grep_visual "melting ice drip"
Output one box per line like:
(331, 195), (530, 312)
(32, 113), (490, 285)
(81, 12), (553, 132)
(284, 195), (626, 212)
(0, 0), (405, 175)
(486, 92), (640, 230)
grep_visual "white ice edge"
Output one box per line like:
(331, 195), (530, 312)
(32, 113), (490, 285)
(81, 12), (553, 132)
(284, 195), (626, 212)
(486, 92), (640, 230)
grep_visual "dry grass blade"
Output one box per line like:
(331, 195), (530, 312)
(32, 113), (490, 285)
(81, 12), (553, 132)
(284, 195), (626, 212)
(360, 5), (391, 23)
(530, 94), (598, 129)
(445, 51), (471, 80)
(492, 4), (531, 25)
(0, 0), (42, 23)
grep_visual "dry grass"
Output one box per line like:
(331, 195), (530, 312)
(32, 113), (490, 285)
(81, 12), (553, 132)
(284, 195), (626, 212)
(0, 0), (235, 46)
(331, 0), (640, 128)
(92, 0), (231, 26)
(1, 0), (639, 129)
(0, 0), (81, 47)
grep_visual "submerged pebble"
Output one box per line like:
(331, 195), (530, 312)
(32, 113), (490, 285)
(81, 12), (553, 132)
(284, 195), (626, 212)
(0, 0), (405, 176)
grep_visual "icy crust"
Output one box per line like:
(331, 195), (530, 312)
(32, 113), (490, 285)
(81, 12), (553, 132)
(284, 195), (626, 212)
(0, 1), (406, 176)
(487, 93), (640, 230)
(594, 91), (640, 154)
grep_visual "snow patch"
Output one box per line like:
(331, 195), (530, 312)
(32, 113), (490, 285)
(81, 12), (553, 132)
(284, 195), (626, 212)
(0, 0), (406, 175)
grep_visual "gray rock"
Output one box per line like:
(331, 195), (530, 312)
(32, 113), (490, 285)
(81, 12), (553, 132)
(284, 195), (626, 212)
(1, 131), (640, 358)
-- -- --
- **Exercise brief**:
The records above should be copied out again in full, exactly as they appear.

- **The completed task**:
grep_visual "melting ice drip"
Output one box per line like:
(331, 195), (530, 312)
(32, 113), (490, 285)
(81, 12), (553, 132)
(284, 195), (626, 212)
(0, 0), (405, 175)
(486, 92), (640, 230)
grep_visual "white ice edge"
Output one box per line like:
(331, 195), (530, 312)
(32, 113), (490, 285)
(81, 12), (553, 132)
(284, 195), (626, 212)
(486, 92), (640, 230)
grep_visual "dry grass blade"
Output one box per line like:
(331, 195), (530, 312)
(32, 113), (490, 285)
(81, 12), (553, 132)
(284, 195), (626, 212)
(360, 5), (391, 23)
(530, 94), (598, 129)
(445, 51), (471, 80)
(492, 4), (531, 25)
(0, 0), (42, 23)
grep_visual "dry grass"
Output one box per line like:
(331, 195), (530, 312)
(32, 113), (490, 285)
(81, 12), (553, 132)
(284, 195), (626, 212)
(0, 0), (235, 46)
(331, 0), (640, 128)
(92, 0), (231, 26)
(1, 0), (639, 129)
(0, 0), (81, 47)
grep_visual "submerged pebble"
Output one box per line like:
(331, 195), (530, 312)
(32, 113), (490, 285)
(81, 12), (553, 132)
(284, 195), (626, 212)
(0, 0), (405, 176)
grep_visual "icy crust"
Output one box per line like:
(331, 195), (530, 312)
(32, 113), (490, 285)
(81, 12), (553, 132)
(284, 195), (626, 212)
(0, 1), (406, 176)
(487, 93), (640, 230)
(594, 91), (640, 154)
grep_visual "snow patch"
Output one box per line like:
(331, 195), (530, 312)
(32, 113), (490, 285)
(81, 12), (553, 132)
(284, 195), (626, 212)
(0, 0), (406, 175)
grep_visual "gray rock"
Output one box per line like:
(331, 195), (530, 312)
(32, 113), (490, 285)
(81, 12), (553, 132)
(284, 195), (626, 212)
(1, 131), (640, 358)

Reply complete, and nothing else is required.